Stored data
....
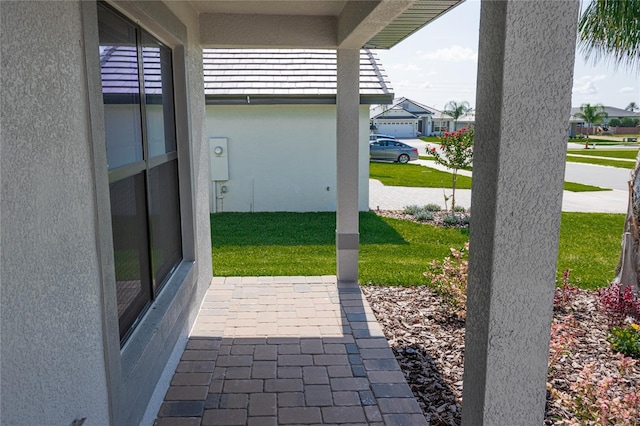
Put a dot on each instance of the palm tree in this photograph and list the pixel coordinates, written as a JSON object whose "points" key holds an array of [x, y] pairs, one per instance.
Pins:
{"points": [[591, 114], [456, 110], [610, 30]]}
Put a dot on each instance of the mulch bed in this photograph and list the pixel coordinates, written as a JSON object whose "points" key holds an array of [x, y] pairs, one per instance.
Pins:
{"points": [[427, 339]]}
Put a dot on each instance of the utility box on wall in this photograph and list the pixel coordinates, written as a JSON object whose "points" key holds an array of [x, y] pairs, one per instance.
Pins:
{"points": [[219, 159]]}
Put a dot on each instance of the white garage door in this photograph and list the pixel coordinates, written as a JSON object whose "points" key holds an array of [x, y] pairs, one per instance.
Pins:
{"points": [[399, 129]]}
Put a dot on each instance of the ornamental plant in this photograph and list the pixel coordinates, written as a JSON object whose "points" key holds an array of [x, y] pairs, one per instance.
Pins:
{"points": [[617, 304], [564, 294], [592, 403], [449, 279], [455, 153], [626, 340]]}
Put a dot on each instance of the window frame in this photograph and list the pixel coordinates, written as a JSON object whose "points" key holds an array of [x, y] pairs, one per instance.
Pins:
{"points": [[146, 165]]}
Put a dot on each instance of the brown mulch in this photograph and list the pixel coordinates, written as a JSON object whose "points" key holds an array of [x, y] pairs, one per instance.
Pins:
{"points": [[427, 339]]}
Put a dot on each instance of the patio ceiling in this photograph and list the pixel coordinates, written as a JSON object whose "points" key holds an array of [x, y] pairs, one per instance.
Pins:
{"points": [[376, 24]]}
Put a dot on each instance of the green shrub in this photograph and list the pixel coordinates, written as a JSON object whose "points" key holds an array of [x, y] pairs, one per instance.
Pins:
{"points": [[423, 216], [412, 209], [432, 207], [449, 279], [451, 220], [626, 340]]}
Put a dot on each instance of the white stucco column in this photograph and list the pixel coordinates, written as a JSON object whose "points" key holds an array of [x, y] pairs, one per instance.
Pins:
{"points": [[525, 68], [348, 100]]}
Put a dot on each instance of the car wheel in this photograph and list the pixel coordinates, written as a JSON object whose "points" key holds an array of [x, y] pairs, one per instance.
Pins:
....
**Directions for this task**
Rewrite all of the data above as a numbered list with one entry per line, skipping any blank lines and leaving out the pictures.

**Answer to the problem**
1. Put a dot on each instance of the palm tree in this photograph and list the pixel coordinates, written as a JSON object whose "points" key holds an array of [x, y] pairs, one per instance.
2. Pins:
3. {"points": [[591, 114], [456, 110], [610, 30]]}
4. Put a dot on each instance of the mulch bed in this photograph and list the pixel coordinates, written as a JSON object whose "points" key holds an array of [x, y] pairs, one per instance.
5. Pins:
6. {"points": [[427, 339]]}
7. Put a dot on each instance of the utility box on wall in this photograph and list the pixel coordinates, written as a JSON object whose "points" key holds an array of [x, y] pairs, one per instance.
8. Pins:
9. {"points": [[219, 159]]}
10. Put a dot on each instance of the white garage door in this photograph and list the pixel coordinates, written as a JSON object whose "points" key holds an array of [x, y] pairs, one per instance.
11. Pins:
12. {"points": [[399, 129]]}
13. Put a dot on each instance of the ornamental plant in this photograph and list the pixel coordinates, written as a JSON object whose "points" key holds an array of [x, y] pairs, one per instance.
14. Pins:
15. {"points": [[617, 304], [564, 294], [592, 403], [449, 279], [455, 153], [626, 340]]}
16. Put a dot on each instance of the window frame in this photograph and list the pixel coordinates, written as a JSON object whose "points" key holds an array of [x, y] pairs, one per instance.
17. Pins:
18. {"points": [[146, 165]]}
19. Put a dot on each instance of the brown mulch in this photograph and list the pixel coordinates, written as a JSON object whose "points" key holds an array of [x, y] pairs, one per instance.
20. Pins:
21. {"points": [[427, 339]]}
22. Put a dot on each instance of the patio ceiling in this photograph and list the pixel coordinates, written as a JSON object whose "points" key holds an array of [x, y] pairs, one per instance.
23. Pins:
24. {"points": [[376, 24]]}
25. Put a dot on each instance of the green shrub in this photograph and list the pixel coordinates, written as a JSON object whose "points" key holds an array of [x, y] pairs, one per instance.
26. Pins:
27. {"points": [[423, 216], [412, 209], [432, 207], [449, 279], [451, 220], [626, 340]]}
28. Put a dot on each instance of the white stucco column in this photograph and list the pixel coordinates, written as a JSON object whose "points" key holds an array of [x, y] pairs, one per instance.
29. Pins:
30. {"points": [[525, 68], [348, 100]]}
31. Put a dot on each instance of the car wheel in this photograph and list the pixel coordinates, written as a JSON object whose "points" key holds an array of [x, y] pairs, one per instance.
32. Pins:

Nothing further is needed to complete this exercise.